▸ **Exercise directions**
Please rewrite these records with "one point per instance" replaced by "one point for each instance" everywhere it appears, changing nothing else.
═════ Records provided ═════
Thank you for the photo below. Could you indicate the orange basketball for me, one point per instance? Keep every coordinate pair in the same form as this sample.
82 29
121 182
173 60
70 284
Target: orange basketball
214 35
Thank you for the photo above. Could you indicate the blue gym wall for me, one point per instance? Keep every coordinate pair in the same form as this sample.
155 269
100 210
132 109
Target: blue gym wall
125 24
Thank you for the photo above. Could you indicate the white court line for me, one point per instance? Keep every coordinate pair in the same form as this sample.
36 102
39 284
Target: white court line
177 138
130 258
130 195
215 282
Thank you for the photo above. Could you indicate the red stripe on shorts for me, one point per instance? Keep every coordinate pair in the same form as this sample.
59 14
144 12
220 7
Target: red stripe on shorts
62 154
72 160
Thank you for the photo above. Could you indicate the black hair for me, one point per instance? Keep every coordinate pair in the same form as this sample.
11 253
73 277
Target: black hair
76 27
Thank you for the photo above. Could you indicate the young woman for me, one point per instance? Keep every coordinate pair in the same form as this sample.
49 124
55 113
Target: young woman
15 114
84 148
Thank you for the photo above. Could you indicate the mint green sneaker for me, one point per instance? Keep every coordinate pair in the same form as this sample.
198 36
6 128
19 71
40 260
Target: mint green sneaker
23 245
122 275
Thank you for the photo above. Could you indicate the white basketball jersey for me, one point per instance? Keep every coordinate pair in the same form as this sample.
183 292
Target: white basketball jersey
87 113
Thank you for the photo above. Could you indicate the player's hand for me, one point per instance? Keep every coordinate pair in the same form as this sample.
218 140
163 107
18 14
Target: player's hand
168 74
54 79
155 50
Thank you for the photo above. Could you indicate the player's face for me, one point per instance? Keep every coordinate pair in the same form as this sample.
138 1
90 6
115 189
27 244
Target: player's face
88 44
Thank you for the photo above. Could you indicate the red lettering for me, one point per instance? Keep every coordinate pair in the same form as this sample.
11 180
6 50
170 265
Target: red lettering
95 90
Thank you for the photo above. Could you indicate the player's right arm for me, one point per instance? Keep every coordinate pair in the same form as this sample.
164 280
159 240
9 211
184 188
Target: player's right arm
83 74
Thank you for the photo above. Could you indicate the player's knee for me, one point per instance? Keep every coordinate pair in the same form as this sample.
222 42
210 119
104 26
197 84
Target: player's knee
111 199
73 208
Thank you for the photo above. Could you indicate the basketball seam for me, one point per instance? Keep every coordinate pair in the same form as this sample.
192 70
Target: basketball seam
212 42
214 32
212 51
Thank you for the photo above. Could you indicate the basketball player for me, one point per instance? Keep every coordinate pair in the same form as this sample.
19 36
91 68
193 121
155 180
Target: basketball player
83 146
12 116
═════
▸ **Reply**
Thank you for the photo below. Could you indicate the orange basketball for me, one point for each instance? Keep every coordinate pair in the same form as this sample.
82 29
121 182
173 60
70 284
Target: orange basketball
214 35
Thank you for the photo above. Could you indicate the blue gym wall for me, one point for each instance? Keep every coordinate pair in the same form as this sample.
155 269
100 210
132 109
Target: blue gym wall
125 24
Thank you for the photo above. Could you indicate the white court line for me, one point for each instance? Keep every coordinate pair in the same form as this sample.
36 102
39 284
Target: white court line
177 138
130 258
130 195
215 282
Thank you for the photo above. Could you indicate the red stripe on shorts for me, one point for each instance? Keep every coordinate pair in the same form as this sample.
59 14
144 12
220 7
Target: red stripe on shorts
62 154
72 160
Thank you for the photo above. Could you indicate the black hair for me, one point for each instance? Keep every coordinate pair in the same form as this sample.
11 253
73 277
Target: black hair
76 27
Thank you for the photo above. Could you indicate the young woman for me, one point for each instance? Keep every coordinate pair in the same form as this sample.
49 124
55 113
Target: young woman
15 114
84 148
Thank you for the photo above. Could you indicate the mint green sneaker for me, one point for each instance? Keep every coordinate pair in the same form as this sample.
198 36
6 128
19 71
40 260
Target: mint green sneaker
23 245
122 275
Thank you for the photo above. Could you indicate the white basketball jersey for me, one point for each instance? Keep every coordinate pair in the same form as this sample.
183 292
Target: white basketball jersey
87 113
Thank you for the photo above. Could you indicate the player's hand for me, one point for each instance? Keep every coordinate pair in the same form as this sample.
218 140
163 107
18 14
Target: player's hand
168 74
54 79
155 50
Thank you for the photo above. Could you indicate the player's face for me, one point for each instance? Keep every coordinate pair in the same form as this sample.
138 1
90 6
115 189
27 244
Target: player's face
88 44
Thank you for the photo above. Could you indicate the red lettering for me, one point for each instance? Keep every coordinate pair in the same form as this sample.
11 180
6 50
170 265
Target: red lettering
95 90
Thank you for the photo above. Could you indicate the player's right arm for me, one point for each instance? Keep every coordinate pair in the same form as this sample.
164 280
159 240
9 211
184 188
Target: player's right arm
83 74
Thank you for the photo above. Could you indicate the player's knee for me, one point for each instance? Keep every coordinate pair in the same form as this sample.
222 42
210 119
104 26
197 84
Target: player's knee
111 199
73 208
Thank you for the photo above. Could you indicate the basketball seam for me, one point for each instance? Keep every coordinate pair in the same form as this sample.
192 70
Target: basketball seam
212 42
214 32
212 51
Thank you for the photo above. Could you indicate the basketball player for me, one point for each instance? Keep every coordinate pair in the same form as this sample.
19 36
91 68
193 121
155 180
Target: basketball player
83 146
12 116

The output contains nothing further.